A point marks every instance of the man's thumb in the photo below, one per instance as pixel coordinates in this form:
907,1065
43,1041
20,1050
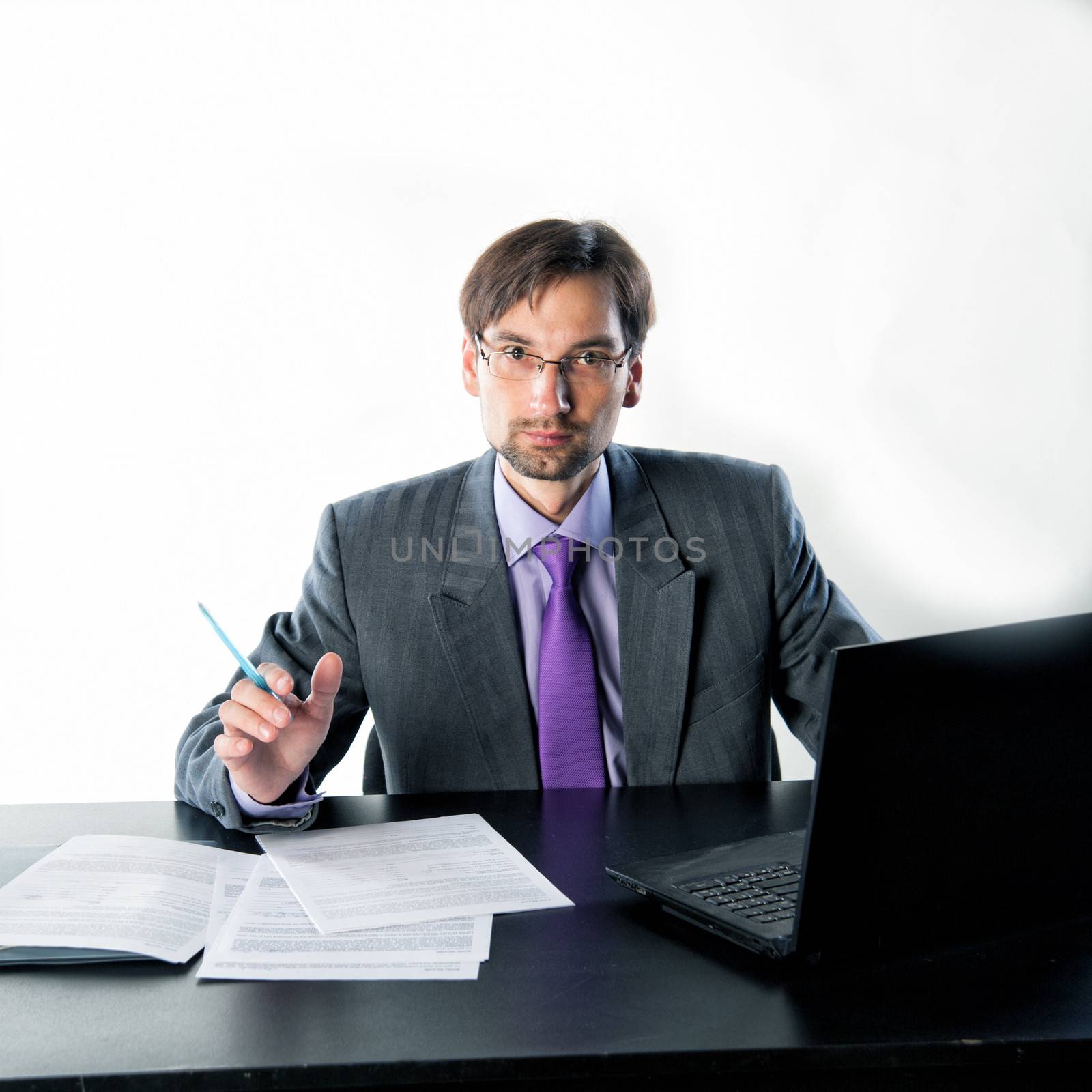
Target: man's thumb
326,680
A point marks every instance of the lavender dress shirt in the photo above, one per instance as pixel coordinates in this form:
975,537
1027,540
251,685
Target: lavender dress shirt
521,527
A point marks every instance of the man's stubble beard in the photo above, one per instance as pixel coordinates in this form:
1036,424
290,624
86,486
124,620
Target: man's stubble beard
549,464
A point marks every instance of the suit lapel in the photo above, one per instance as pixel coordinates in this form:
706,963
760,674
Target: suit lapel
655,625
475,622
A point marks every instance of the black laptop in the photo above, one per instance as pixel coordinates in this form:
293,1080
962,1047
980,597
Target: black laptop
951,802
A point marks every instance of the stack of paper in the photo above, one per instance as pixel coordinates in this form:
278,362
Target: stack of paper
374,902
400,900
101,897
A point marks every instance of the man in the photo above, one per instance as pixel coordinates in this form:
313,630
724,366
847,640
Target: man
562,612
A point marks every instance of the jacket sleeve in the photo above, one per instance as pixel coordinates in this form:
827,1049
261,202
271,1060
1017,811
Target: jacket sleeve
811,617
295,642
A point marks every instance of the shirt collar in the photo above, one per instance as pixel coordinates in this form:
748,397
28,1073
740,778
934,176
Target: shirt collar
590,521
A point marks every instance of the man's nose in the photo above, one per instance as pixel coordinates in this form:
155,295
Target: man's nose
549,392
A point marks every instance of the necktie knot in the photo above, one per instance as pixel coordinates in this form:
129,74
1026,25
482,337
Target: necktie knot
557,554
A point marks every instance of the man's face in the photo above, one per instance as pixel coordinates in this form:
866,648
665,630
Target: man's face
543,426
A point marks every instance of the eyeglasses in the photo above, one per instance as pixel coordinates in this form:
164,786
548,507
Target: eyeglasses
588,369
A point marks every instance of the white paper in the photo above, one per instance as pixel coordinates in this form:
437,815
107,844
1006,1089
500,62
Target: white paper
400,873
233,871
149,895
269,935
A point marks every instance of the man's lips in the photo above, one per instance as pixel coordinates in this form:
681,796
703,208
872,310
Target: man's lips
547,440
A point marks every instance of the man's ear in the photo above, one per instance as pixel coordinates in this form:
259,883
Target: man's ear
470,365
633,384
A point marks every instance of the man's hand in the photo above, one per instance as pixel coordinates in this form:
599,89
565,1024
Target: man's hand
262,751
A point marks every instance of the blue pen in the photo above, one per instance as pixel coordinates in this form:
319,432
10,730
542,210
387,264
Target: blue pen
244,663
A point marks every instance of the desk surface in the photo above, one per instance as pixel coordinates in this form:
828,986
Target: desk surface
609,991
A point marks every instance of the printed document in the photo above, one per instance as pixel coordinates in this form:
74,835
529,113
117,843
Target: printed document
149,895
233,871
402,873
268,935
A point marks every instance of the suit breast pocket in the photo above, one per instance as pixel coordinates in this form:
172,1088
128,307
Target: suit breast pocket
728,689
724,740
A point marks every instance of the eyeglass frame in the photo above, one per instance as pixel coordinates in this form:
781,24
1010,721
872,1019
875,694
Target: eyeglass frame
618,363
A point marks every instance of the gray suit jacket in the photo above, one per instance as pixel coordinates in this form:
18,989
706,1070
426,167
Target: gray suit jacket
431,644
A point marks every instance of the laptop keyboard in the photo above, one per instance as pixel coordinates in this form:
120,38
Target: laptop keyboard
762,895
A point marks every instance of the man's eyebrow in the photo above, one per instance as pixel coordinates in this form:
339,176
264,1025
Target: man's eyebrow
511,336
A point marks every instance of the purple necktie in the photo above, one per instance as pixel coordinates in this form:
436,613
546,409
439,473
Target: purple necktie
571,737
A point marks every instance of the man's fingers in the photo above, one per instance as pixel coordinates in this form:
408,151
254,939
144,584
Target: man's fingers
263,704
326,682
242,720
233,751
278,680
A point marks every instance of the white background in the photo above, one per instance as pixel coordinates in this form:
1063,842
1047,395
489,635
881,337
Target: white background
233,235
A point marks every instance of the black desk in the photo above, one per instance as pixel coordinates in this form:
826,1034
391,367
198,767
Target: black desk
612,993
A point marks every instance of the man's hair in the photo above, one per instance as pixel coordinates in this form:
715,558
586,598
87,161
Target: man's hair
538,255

---

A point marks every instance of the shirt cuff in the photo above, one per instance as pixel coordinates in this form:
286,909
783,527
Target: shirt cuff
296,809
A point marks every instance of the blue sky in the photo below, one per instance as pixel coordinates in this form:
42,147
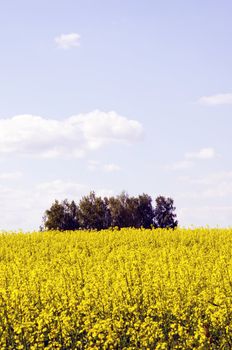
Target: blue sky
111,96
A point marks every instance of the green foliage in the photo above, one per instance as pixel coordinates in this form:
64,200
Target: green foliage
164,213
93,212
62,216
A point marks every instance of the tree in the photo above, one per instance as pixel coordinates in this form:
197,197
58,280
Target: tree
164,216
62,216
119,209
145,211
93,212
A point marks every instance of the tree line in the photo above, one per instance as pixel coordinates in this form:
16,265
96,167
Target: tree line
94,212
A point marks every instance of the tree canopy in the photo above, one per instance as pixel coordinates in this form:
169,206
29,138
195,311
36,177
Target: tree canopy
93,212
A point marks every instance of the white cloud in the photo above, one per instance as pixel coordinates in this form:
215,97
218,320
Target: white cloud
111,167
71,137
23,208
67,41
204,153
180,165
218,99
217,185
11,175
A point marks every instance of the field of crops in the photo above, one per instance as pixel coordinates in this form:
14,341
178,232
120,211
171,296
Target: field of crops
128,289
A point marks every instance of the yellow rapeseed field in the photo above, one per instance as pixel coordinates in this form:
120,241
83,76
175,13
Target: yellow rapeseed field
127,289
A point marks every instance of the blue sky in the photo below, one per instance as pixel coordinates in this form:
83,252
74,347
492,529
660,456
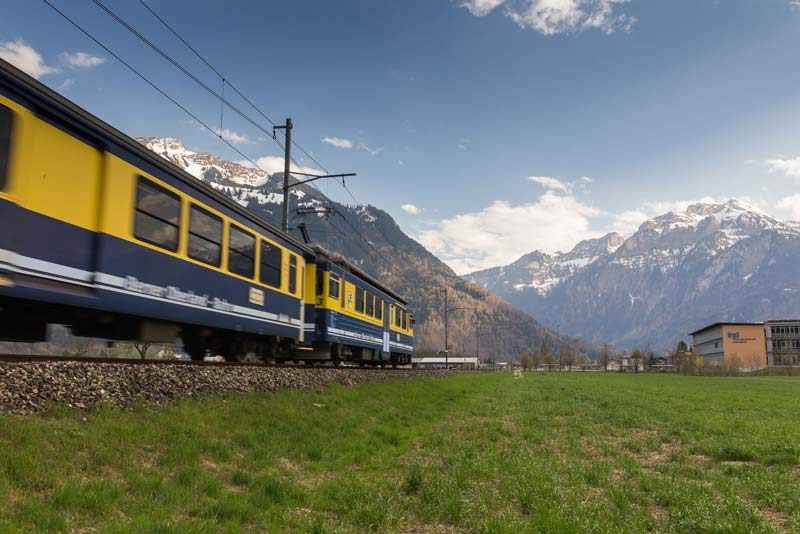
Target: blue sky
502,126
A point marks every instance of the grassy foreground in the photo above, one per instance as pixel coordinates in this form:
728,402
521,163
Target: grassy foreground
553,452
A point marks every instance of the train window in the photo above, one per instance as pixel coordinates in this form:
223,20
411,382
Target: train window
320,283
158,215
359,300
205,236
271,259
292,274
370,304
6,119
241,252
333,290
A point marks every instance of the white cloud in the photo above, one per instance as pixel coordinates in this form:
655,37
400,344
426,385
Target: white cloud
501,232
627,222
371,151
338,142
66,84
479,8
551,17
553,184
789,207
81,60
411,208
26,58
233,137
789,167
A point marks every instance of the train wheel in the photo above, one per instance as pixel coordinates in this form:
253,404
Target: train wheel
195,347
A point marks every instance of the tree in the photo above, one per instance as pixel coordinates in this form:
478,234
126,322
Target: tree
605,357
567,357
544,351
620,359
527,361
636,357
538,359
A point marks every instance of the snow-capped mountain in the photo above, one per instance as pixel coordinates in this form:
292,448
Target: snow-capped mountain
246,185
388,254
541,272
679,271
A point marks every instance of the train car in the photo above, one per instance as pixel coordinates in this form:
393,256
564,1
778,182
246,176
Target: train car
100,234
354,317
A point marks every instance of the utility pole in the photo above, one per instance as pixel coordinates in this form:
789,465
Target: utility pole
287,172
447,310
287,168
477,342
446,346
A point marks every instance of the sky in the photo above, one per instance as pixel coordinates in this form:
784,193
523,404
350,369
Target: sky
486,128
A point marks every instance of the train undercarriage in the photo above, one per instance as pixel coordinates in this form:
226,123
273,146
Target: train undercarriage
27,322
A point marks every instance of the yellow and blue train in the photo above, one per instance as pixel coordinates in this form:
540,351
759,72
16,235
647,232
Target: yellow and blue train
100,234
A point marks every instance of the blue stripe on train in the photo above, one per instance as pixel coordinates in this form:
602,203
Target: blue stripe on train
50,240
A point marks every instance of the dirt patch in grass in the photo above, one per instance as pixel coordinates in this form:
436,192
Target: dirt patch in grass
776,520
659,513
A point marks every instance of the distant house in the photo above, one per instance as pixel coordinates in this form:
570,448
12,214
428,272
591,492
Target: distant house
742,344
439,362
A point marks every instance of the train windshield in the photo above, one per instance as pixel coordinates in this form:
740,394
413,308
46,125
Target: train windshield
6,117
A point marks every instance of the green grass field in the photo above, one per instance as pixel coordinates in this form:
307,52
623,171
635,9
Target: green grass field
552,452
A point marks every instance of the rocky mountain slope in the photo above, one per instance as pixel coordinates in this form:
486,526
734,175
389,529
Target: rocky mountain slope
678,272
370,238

--

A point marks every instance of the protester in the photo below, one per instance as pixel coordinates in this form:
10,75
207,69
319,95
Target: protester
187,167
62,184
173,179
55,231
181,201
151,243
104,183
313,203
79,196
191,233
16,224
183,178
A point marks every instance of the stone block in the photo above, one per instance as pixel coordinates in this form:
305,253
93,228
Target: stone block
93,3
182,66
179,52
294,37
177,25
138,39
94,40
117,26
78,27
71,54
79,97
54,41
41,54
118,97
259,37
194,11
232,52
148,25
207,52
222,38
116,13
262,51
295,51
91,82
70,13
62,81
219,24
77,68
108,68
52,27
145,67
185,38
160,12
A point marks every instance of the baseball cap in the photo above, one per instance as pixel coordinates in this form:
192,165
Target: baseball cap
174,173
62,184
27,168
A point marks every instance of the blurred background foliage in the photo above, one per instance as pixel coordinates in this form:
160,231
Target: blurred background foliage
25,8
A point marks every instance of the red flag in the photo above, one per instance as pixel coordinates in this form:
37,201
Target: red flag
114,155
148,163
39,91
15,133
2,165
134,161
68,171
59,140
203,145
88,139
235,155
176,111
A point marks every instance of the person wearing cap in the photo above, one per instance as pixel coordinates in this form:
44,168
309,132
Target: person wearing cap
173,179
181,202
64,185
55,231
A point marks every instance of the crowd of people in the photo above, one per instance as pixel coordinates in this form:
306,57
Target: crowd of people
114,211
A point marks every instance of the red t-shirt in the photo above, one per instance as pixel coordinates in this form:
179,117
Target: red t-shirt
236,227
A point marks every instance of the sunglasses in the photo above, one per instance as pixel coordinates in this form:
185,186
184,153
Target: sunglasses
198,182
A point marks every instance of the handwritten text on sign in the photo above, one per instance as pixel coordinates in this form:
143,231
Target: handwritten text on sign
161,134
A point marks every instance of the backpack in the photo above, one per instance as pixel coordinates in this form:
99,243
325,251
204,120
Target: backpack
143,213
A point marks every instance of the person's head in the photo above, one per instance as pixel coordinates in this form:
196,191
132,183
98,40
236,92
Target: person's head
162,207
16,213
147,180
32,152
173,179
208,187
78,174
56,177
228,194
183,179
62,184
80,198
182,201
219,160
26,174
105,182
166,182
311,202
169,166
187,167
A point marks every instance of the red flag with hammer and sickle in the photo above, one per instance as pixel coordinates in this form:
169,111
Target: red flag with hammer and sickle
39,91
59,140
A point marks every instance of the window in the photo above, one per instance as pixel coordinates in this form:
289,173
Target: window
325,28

## TASK BRIEF
Scan the entries above for the string "below", and copy every line where it turns up.

## SOLUTION TO THE PROBLEM
A point marks every instance of the man's thumb in the photo below, one per instance as pixel coordinates in this form:
A point marks every instance of the blue sky in the photo below, one per instance as pixel coordinates in this form:
A point marks every instance of the blue sky in the photo below, one per instance as pixel coordinates in this form:
A point marks every instance of the protester in the photo below, one per instance as pixel coordinates in this form:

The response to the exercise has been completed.